[Saved entries]
--- START ---
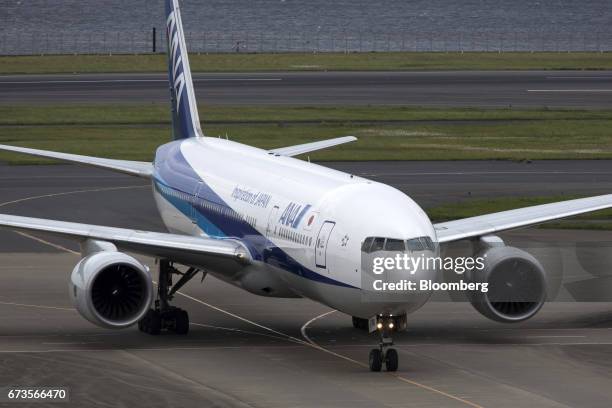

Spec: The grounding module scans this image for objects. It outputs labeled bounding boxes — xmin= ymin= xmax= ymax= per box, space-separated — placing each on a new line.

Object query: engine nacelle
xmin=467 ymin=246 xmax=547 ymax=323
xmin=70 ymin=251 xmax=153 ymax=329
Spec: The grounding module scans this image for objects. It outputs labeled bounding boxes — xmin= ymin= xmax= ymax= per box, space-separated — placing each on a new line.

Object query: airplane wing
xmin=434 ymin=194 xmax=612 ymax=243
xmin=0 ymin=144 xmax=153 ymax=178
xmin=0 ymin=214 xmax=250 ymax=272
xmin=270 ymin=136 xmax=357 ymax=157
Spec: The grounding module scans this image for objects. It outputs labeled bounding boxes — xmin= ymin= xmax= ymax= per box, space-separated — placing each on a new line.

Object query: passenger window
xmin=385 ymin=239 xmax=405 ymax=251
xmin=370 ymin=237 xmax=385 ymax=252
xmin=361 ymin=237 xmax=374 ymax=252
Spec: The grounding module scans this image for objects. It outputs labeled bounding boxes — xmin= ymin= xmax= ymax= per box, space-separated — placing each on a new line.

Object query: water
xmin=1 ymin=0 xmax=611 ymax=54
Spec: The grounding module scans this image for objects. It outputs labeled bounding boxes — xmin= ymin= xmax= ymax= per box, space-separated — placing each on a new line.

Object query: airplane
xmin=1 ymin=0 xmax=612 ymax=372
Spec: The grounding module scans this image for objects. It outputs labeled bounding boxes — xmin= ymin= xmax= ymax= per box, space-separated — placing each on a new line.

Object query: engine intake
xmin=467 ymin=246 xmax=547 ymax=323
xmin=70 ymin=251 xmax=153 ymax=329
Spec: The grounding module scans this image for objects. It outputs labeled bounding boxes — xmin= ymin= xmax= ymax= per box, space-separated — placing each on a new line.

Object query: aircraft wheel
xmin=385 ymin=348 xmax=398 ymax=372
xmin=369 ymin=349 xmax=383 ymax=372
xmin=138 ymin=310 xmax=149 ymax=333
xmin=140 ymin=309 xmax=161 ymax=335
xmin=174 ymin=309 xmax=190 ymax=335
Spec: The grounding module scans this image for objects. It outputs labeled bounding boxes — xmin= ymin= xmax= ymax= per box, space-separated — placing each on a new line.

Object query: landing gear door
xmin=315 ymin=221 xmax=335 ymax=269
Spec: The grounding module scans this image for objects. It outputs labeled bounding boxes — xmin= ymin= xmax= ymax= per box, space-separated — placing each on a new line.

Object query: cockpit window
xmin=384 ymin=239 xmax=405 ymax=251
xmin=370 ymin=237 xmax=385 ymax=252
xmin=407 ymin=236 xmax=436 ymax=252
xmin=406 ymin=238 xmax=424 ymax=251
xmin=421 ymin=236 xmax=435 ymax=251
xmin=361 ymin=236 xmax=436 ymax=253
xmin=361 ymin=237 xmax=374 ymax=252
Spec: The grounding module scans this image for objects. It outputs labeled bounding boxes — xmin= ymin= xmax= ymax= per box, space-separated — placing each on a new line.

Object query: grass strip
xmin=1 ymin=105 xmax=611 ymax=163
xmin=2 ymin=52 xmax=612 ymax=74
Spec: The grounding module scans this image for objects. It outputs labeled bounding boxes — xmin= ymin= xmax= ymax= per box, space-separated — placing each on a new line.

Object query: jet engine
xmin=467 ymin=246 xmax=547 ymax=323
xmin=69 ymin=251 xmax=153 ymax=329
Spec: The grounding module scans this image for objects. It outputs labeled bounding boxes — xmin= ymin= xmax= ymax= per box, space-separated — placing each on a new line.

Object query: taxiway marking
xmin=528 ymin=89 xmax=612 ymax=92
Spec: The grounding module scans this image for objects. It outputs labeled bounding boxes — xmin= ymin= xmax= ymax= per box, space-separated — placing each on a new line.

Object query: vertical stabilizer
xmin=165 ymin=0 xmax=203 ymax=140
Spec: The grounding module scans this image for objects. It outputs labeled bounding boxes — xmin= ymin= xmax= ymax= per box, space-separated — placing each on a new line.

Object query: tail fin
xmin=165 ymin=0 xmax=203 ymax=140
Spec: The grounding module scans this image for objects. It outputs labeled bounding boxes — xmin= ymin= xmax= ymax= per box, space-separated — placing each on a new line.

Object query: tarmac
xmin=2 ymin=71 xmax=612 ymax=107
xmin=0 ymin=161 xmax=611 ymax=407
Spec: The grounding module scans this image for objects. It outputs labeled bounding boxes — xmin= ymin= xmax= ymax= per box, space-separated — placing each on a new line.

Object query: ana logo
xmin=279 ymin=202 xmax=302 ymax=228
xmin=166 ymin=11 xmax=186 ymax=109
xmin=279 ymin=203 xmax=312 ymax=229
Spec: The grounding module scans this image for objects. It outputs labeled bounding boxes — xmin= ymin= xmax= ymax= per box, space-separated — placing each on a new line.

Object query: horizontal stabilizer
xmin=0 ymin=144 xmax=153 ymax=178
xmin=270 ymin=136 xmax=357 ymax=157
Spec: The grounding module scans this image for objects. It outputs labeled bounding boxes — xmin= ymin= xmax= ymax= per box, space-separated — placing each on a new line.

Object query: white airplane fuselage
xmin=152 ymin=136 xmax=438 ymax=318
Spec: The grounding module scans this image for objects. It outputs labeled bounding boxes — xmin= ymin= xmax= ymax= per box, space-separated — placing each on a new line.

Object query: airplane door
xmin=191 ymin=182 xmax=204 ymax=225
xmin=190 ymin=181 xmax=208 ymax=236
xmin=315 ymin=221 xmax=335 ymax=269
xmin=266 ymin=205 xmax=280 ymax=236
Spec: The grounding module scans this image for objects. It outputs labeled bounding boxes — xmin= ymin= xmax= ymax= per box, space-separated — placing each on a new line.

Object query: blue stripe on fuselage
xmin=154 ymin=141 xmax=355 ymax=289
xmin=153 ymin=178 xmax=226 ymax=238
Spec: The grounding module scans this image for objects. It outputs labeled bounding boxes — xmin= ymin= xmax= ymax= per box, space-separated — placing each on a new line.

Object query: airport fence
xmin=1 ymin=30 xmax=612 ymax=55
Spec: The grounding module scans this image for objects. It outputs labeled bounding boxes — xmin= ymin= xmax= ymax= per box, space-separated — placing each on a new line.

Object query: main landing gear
--- END ---
■ **Exercise**
Write the records out again in full, exactly, and skip every picture.

■ **Task answer**
Spec: The grounding module scans this image for objects. It outputs labeled bounding boxes — xmin= ymin= xmax= ymax= per box, space-separated — placing each on a new line.

Object query: engine nacelle
xmin=467 ymin=246 xmax=547 ymax=323
xmin=70 ymin=251 xmax=153 ymax=329
Spec: The grounding module scans this image for objects. It outputs labeled bounding boxes — xmin= ymin= xmax= ymax= per box, space-separated — placing each on a new line.

Object query: airplane wing
xmin=434 ymin=194 xmax=612 ymax=243
xmin=0 ymin=144 xmax=153 ymax=178
xmin=0 ymin=214 xmax=250 ymax=272
xmin=270 ymin=136 xmax=357 ymax=157
Spec: The grounding module scans this image for objects. It outputs labeled bounding boxes — xmin= ymin= xmax= ymax= per box, space-separated — placing each on a new line.

Object query: passenger window
xmin=385 ymin=239 xmax=405 ymax=251
xmin=370 ymin=237 xmax=385 ymax=252
xmin=361 ymin=237 xmax=374 ymax=252
Spec: The grounding module scans this image for objects. It outputs labeled bounding boxes — xmin= ymin= xmax= ymax= per box, space-separated — placing each on a new line.

Object query: water
xmin=1 ymin=0 xmax=611 ymax=54
Spec: The grounding module scans this image for objects. It outputs labeled bounding boxes — xmin= ymin= xmax= ymax= per box, space-separated — placing each on a new line.

Object query: airplane
xmin=1 ymin=0 xmax=612 ymax=372
Spec: The grounding module scans this image for objects. It outputs labeled bounding boxes — xmin= ymin= xmax= ymax= per box, space-separated — placing each on a new line.

Object query: engine intake
xmin=467 ymin=246 xmax=547 ymax=323
xmin=70 ymin=251 xmax=153 ymax=329
Spec: The grounding module scans this image for objects. It outputs labeled bounding boxes — xmin= ymin= xmax= ymax= per box, space-separated — placing each on a new line.

Object query: aircraft wheel
xmin=385 ymin=348 xmax=398 ymax=372
xmin=369 ymin=349 xmax=383 ymax=372
xmin=138 ymin=310 xmax=149 ymax=333
xmin=140 ymin=309 xmax=161 ymax=335
xmin=174 ymin=309 xmax=190 ymax=335
Spec: The grounding module scans this image for objects. It outputs labeled bounding boxes — xmin= ymin= xmax= ymax= per box, space-separated — placing each on a new line.

Object query: landing gear door
xmin=315 ymin=221 xmax=335 ymax=269
Spec: The grounding module scans this image for objects. It outputs labeled bounding boxes — xmin= ymin= xmax= ymax= per box, space-separated — placing each on a new line.

Object query: cockpit window
xmin=384 ymin=239 xmax=405 ymax=251
xmin=370 ymin=237 xmax=385 ymax=252
xmin=407 ymin=236 xmax=436 ymax=252
xmin=406 ymin=238 xmax=424 ymax=251
xmin=421 ymin=236 xmax=435 ymax=251
xmin=361 ymin=236 xmax=436 ymax=253
xmin=361 ymin=237 xmax=374 ymax=252
Spec: The grounding module scans this image for objects. It outputs labeled bounding boxes — xmin= ymin= xmax= ymax= per box, space-separated — placing each on a new line.

Object query: grass strip
xmin=1 ymin=105 xmax=611 ymax=163
xmin=2 ymin=52 xmax=612 ymax=74
Spec: The grounding module scans this image for objects. It outputs labeled bounding boxes — xmin= ymin= xmax= ymax= per box, space-separated — placing each on a new line.

Object query: jet engine
xmin=467 ymin=246 xmax=547 ymax=323
xmin=69 ymin=251 xmax=153 ymax=329
Spec: The grounding module scans this image for objects. It outputs labeled bounding boxes — xmin= ymin= xmax= ymax= per box, space-separated — placing each on a new line.

Object query: taxiway marking
xmin=528 ymin=89 xmax=612 ymax=92
Spec: The grounding module scans this image for objects. It outputs labeled bounding boxes — xmin= ymin= xmax= ymax= per box, space-separated — placing each on a new line.

Object query: vertical stabilizer
xmin=165 ymin=0 xmax=203 ymax=140
Spec: The grounding module scans this image for objects. It outputs labeled bounding boxes — xmin= ymin= xmax= ymax= per box, space-separated — placing each on a new line.

Object query: tail fin
xmin=165 ymin=0 xmax=203 ymax=140
Spec: The grounding module scans this image for objects. It outputs labeled bounding boxes — xmin= ymin= xmax= ymax= per box, space-separated — placing each on a new line.

Object query: tarmac
xmin=2 ymin=71 xmax=612 ymax=107
xmin=0 ymin=161 xmax=611 ymax=407
Spec: The grounding module scans this image for objects. It outputs labeled bounding boxes — xmin= ymin= xmax= ymax= per box, space-separated — placing each on a new line.

Object query: ana logo
xmin=279 ymin=202 xmax=302 ymax=228
xmin=166 ymin=11 xmax=186 ymax=109
xmin=279 ymin=203 xmax=312 ymax=229
Spec: The grounding module scans this image for objects. It outputs labeled bounding boxes — xmin= ymin= xmax= ymax= per box, space-separated — placing each on a new line.

Object query: horizontal stabilizer
xmin=0 ymin=144 xmax=153 ymax=178
xmin=270 ymin=136 xmax=357 ymax=157
Spec: The grounding module scans this image for objects. It outputs labeled bounding boxes — xmin= ymin= xmax= ymax= per box, space-separated — placing each on a new line.

Object query: white airplane fuselage
xmin=152 ymin=136 xmax=438 ymax=318
Spec: The grounding module scans this image for objects. It outputs labeled bounding boxes — xmin= ymin= xmax= ymax= per box, space-separated — placing each on a new line.

Object query: airplane door
xmin=191 ymin=182 xmax=204 ymax=225
xmin=190 ymin=181 xmax=208 ymax=236
xmin=315 ymin=221 xmax=335 ymax=269
xmin=266 ymin=205 xmax=280 ymax=236
Spec: The grounding module scans this image for objects. It outputs labeled bounding boxes — xmin= ymin= xmax= ymax= per box, space-separated — placing each on a new line.

Object query: blue stripe on fuselage
xmin=154 ymin=141 xmax=355 ymax=289
xmin=153 ymin=178 xmax=226 ymax=238
Spec: The grounding module scans this image for objects. It outputs labeled bounding boxes — xmin= ymin= xmax= ymax= per box, space-separated — placing each on a new line.

Object query: airport fence
xmin=1 ymin=30 xmax=612 ymax=55
Spec: The grounding module scans this image for objects. It outputs labeled bounding boxes — xmin= ymin= xmax= ymax= per box, space-separated — placing each on a new line.

Object query: main landing gear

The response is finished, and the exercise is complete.